◆ Source text
::::::::

28th – 30th June 2002
A newly devised steel fence prevented non-paying festival-goers this year, which saw the licenced attendance rise to 140,000 visitors. Tickets put on sale in February sold out in weeks, costing a pretty £97 – including programme, which was nice. Acts this year included Stereophonics, Coldplay, Rolf Harris, Fatboy Slim, Roger Walters, Orbital and the White Stripes. 2002 also saw the introduction of the inflatable cinema screen and the surreal Field of Lost Vagueness in the Green Fields, which was a very popular addition.
27th – 29th June 2003
This year was Glastonbury Festival’s fastest selling year in record. Tickets sold out less than 24 hours after release. Brilliant weather, a chilled atmosphere and a great line-up made this one of the “best yet”. Acts included Damien Rice, the Flaming Lips, Moby, Radiohead, REM, The Damned, The Darkness, The Thrills and Bill Bailey. Over 150,000 attended this hugely successful Glasto which raised over a million pounds for charity. Tickets rose to over £100 for the first time reaching £105 per head. This was also the first year that tickets sold out before the full line-up was even announced.

::::::::

◆ Source material
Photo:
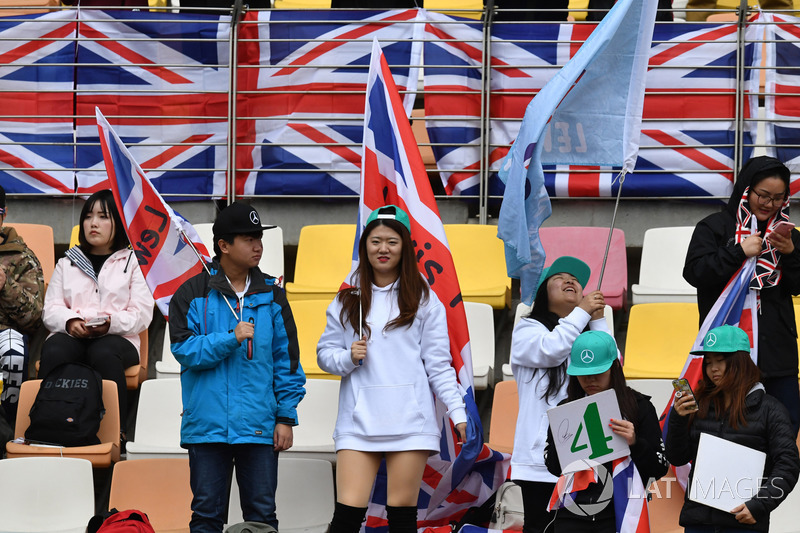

::::::::

Can you quote the Glastonbury Festival text word for word, starting at "28th – 30th" and ending at "very popular addition."?

28th – 30th June 2002
A newly devised steel fence prevented non-paying festival-goers this year, which saw the licenced attendance rise to 140,000 visitors. Tickets put on sale in February sold out in weeks, costing a pretty £97 – including programme, which was nice. Acts this year included Stereophonics, Coldplay, Rolf Harris, Fatboy Slim, Roger Walters, Orbital and the White Stripes. 2002 also saw the introduction of the inflatable cinema screen and the surreal Field of Lost Vagueness in the Green Fields, which was a very popular addition.